** Task brief **
Within the entries below, find every line that has the string "given", then copy it.

** Exercise material **
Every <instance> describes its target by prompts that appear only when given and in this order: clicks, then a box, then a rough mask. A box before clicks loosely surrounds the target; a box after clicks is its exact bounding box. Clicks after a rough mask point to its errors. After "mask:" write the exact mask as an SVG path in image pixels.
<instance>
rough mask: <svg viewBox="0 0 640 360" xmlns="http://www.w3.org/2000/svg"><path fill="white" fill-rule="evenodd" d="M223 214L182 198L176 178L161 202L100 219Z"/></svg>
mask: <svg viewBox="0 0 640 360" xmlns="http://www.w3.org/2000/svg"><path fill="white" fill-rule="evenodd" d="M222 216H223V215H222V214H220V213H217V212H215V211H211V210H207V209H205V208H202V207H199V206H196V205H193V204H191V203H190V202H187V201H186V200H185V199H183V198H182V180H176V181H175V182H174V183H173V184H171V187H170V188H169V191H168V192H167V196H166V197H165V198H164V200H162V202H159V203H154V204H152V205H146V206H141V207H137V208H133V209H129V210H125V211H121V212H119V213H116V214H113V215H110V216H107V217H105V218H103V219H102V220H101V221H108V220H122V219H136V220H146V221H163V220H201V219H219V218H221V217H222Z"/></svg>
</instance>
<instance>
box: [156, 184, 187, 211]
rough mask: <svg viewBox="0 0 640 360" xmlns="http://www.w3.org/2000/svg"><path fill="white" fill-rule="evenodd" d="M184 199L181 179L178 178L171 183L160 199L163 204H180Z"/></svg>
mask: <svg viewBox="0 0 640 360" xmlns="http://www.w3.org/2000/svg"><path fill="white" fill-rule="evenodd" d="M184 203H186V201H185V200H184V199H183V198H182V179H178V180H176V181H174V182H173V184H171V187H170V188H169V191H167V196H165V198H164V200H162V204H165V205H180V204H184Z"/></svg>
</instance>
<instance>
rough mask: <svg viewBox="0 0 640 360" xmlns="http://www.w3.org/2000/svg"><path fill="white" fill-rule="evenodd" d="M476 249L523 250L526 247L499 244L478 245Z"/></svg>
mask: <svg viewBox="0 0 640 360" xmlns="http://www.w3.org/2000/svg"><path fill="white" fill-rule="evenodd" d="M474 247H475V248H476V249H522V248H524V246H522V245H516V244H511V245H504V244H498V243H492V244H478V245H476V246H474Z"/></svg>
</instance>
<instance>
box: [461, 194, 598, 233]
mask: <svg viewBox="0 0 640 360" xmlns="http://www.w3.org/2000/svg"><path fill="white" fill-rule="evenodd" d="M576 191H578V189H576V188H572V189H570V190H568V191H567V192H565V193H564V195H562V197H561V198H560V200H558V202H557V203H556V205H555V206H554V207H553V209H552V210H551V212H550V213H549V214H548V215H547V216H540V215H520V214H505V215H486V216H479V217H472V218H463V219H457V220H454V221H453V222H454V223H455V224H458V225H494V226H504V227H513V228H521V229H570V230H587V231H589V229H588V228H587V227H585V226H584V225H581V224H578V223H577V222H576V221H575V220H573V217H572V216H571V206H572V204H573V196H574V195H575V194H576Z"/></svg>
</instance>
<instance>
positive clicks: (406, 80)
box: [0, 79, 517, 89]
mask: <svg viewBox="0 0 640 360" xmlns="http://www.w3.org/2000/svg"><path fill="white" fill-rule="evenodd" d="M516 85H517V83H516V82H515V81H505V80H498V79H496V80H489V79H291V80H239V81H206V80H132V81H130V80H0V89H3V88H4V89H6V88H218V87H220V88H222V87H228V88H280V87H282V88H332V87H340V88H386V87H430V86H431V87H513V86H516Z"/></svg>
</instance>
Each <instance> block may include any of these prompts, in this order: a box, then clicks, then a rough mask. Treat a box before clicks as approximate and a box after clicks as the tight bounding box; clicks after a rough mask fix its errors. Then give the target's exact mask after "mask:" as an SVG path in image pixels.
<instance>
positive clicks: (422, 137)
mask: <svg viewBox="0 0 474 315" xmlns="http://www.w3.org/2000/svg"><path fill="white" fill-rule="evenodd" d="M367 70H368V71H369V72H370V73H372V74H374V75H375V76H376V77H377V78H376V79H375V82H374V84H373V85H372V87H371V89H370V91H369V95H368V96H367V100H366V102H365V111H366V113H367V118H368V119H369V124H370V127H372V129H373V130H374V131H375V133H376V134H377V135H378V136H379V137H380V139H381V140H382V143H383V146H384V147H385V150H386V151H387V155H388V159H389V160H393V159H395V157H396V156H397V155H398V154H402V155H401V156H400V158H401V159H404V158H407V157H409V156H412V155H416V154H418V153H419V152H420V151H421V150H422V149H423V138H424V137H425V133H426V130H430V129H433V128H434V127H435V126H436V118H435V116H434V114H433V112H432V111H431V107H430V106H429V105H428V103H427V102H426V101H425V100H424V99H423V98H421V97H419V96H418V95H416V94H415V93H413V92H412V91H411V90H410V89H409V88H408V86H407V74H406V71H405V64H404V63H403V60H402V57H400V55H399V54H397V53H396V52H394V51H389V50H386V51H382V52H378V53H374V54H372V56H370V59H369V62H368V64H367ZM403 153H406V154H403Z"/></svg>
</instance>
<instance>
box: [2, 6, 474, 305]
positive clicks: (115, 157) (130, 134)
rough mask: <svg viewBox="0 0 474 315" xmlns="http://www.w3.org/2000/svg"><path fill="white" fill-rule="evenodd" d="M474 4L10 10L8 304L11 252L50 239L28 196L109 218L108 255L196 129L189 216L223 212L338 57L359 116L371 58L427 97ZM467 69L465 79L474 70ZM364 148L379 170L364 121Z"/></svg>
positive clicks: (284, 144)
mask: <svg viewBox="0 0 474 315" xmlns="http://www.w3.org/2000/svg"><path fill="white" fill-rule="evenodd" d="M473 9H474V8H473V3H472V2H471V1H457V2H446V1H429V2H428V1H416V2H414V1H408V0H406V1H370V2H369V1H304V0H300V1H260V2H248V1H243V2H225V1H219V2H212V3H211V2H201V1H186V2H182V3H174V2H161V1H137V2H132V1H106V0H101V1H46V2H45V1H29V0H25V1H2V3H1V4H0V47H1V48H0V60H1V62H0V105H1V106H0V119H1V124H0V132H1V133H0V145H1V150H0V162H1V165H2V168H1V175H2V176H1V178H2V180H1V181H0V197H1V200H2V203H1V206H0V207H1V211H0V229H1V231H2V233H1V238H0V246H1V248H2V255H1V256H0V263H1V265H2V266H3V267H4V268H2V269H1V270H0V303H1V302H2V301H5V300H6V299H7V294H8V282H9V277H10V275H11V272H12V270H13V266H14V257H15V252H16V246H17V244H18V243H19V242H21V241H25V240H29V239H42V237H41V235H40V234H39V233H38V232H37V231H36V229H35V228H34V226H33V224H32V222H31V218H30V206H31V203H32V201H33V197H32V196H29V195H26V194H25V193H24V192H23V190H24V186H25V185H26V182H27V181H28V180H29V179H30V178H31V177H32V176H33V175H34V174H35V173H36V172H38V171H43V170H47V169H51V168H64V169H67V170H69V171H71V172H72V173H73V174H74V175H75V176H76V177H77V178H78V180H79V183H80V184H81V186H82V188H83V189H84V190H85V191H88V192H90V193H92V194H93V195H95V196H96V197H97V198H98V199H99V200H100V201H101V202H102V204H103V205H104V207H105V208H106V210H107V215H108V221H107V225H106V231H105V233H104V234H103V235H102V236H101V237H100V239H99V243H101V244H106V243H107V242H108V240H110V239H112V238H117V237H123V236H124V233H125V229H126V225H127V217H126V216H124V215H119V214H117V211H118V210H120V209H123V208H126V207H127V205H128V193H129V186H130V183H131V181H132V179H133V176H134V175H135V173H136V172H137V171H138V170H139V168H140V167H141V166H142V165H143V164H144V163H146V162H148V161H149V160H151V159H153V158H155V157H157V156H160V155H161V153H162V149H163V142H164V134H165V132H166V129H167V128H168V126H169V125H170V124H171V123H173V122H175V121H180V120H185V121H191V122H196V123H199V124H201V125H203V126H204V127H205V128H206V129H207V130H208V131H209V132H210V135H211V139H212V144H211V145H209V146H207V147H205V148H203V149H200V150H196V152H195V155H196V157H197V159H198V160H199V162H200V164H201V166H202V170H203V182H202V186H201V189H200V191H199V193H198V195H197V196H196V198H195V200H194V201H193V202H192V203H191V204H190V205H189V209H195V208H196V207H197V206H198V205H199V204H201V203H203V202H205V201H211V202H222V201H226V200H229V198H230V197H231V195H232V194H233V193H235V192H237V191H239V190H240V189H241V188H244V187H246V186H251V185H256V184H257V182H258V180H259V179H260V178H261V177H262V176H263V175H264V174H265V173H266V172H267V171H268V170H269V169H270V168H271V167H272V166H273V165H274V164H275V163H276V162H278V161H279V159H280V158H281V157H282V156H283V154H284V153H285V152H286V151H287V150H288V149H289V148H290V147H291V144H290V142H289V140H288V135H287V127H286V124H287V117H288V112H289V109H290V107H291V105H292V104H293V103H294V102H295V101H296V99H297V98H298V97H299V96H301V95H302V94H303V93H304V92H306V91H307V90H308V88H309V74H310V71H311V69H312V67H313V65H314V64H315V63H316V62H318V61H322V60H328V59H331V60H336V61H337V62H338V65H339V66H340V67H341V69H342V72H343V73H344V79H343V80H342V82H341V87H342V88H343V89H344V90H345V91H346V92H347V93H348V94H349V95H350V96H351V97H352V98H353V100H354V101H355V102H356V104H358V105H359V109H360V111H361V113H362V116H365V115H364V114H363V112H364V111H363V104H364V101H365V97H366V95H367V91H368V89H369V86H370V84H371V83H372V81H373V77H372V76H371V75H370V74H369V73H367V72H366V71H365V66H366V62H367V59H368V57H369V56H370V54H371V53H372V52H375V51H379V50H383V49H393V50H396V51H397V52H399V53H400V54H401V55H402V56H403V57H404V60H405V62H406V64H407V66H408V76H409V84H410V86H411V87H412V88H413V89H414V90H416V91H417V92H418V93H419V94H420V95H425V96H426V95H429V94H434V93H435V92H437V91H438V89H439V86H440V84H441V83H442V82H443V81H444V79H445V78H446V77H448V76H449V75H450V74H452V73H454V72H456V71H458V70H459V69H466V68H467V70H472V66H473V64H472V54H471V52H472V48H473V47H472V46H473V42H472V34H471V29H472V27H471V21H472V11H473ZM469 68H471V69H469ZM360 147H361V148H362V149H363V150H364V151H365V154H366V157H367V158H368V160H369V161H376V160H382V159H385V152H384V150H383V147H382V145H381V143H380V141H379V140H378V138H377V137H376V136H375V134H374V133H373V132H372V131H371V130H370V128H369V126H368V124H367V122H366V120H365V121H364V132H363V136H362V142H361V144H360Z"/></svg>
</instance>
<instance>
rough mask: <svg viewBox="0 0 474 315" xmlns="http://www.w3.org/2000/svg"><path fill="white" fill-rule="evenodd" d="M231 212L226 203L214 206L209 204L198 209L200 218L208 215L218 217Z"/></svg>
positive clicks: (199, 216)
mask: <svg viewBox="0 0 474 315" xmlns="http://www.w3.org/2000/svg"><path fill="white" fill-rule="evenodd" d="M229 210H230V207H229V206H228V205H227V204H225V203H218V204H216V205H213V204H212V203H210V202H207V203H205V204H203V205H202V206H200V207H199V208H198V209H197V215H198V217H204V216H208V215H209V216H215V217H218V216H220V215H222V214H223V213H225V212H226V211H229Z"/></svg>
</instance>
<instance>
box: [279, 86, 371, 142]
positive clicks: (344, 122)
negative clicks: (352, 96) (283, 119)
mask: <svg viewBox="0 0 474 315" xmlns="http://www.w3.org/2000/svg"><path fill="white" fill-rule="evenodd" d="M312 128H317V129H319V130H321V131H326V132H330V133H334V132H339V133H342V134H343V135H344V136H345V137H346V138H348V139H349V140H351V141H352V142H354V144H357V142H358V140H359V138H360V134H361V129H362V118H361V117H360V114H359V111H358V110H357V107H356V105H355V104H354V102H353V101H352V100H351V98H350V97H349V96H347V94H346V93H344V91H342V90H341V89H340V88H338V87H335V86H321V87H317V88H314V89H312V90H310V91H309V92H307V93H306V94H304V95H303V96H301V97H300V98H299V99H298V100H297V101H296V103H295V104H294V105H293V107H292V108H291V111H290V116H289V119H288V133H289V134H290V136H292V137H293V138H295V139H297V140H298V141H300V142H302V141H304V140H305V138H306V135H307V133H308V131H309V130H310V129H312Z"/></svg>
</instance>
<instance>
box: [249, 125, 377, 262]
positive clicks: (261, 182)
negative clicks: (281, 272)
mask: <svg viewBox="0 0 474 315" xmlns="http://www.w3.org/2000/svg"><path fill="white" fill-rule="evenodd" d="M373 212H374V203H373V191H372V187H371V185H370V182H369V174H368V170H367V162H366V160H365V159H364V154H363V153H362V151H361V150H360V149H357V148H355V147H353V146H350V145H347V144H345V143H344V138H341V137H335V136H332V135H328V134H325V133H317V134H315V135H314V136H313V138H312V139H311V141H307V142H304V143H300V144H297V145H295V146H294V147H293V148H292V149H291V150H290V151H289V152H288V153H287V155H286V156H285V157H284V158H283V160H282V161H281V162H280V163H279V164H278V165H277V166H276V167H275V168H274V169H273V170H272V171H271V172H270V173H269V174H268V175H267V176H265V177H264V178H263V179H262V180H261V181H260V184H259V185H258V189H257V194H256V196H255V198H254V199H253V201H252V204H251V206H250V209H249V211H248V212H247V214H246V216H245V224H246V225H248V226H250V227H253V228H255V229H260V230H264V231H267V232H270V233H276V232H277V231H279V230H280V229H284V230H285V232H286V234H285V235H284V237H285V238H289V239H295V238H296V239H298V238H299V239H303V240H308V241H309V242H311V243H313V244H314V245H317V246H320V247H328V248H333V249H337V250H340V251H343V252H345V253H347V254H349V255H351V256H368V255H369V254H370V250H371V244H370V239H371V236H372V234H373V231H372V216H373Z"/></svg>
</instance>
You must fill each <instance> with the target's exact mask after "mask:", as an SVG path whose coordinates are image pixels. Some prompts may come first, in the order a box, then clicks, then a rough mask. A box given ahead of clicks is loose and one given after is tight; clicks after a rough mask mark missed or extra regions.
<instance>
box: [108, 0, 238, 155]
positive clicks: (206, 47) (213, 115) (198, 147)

** Task answer **
Every <instance> describes its target by prompts that appear only when given and in this order: clicks, then a box, then a rough mask. A box before clicks loosely surrounds the target; a box after clicks is its exact bounding box. Clicks after a rough mask point to its errors. After "mask:" write the exact mask as an SVG path in image pixels.
You must fill each <instance> with the target's exact mask after "mask:", as an SVG path whose coordinates are image pixels. Some prompts may come first, in the order a box, then clicks, then a rough mask. A box given ahead of clicks is loose and one given after is tight; clicks after a rough mask mark missed or extra regions.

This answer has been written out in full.